◆ **Excerpted passage**
— Begin —

Great Britain: Mobile phone surveillance of refugees was unlawful
The British Home Office should not have ordered authorities to confiscate smartphones from asylum seekers and analyse their data. This practice violated the European Convention on Human Rights (ECHR), the High Court of Justice ruled last week in London. The complaint was brought before the court by three people. Their phones had been taken from them when they reached the UK in 2020 after crossing the English Channel.
Between April and November 2020, immigration officials had confiscated phones from asylum seekers in Dover and forced them to reveal their PIN numbers. According to a report in the British newspaper The Guardian, almost 2,000 mobile phones were confiscated and data read out during this period. Some devices were retained for months.
The judges now ruled that the blanket confiscation of the phones violated the right to respect for private life (Article 8 ECHR) of the persons concerned. The court saw a further encroachment on this right because the refugees were threatened with criminal prosecution if they did not hand over their PIN to access the devices.
No legal basis
The Home Office had based the action on section 48 of the UK Immigration Act 2016. However, the court found that this was not a valid legal basis. The provision only allowed for the search of premises and the seizure of objects found in the process. The search of persons could not be derived from it, as it had to be clearly and unambiguously authorised by the law. It was up to parliament to enact legislation to this effect if necessary. However, the executive should not assume powers to itself on the basis of an improper interpretation of existing regulations.
The British organisation Privacy International, which was heard in the case, welcomed the ruling. Lucie Audibert, a lawyer at Privacy International, commented: “It’s quite clear that the Home Office considered that asylum seekers arriving at UK shores did not have the same privacy rights as other people – it unashamedly granted itself unlawful powers to systematically seize and search their phones, even when they weren’t suspected of any crime. This is in line with this government’s (and many others’) efforts to criminalise migration and rob migrants of their basic human rights.”
According to the Guardian, officers had copied personal information such as emails, photos and videos from the phones. As Privacy International reports, these were searched for evidence of criminal activity and also stored in law enforcement databases. The Home Office had argued that officers could find clues to criminal traffickers this way.
Phones withheld for months
At the hearing in January, the lawyer of one of the plaintiffs described that after their phones had been confiscated, they had been given a receipt. On the receipt, a telephone number was given to call in order to get their phones back, but no one could be reached at the number. Many people had to wait for months for the return of their devices.

— End —

◆ **What this exercise asks**
1. Copy out the report on UK phone seizures, starting with "Great Britain: Mobile" and going on through "retained for months.".
2. In the report on UK phone seizures, which legal provision did the Home Office cite as the basis for taking the phones?
The data that follows has no connection to the report on UK phone seizures.

◆ **Provided data**
— Begin —

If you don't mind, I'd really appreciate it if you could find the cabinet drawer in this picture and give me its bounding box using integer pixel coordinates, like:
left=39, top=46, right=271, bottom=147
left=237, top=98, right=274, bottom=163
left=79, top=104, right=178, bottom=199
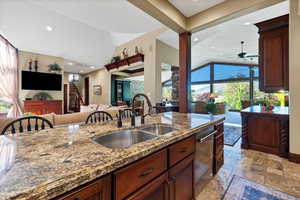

— End —

◆ **Exercise solutions**
1.
Great Britain: Mobile phone surveillance of refugees was unlawful
The British Home Office should not have ordered authorities to confiscate smartphones from asylum seekers and analyse their data. This practice violated the European Convention on Human Rights (ECHR), the High Court of Justice ruled last week in London. The complaint was brought before the court by three people. Their phones had been taken from them when they reached the UK in 2020 after crossing the English Channel.
Between April and November 2020, immigration officials had confiscated phones from asylum seekers in Dover and forced them to reveal their PIN numbers. According to a report in the British newspaper The Guardian, almost 2,000 mobile phones were confiscated and data read out during this period. Some devices were retained for months.

2. Section 48 of the UK Immigration Act 2016.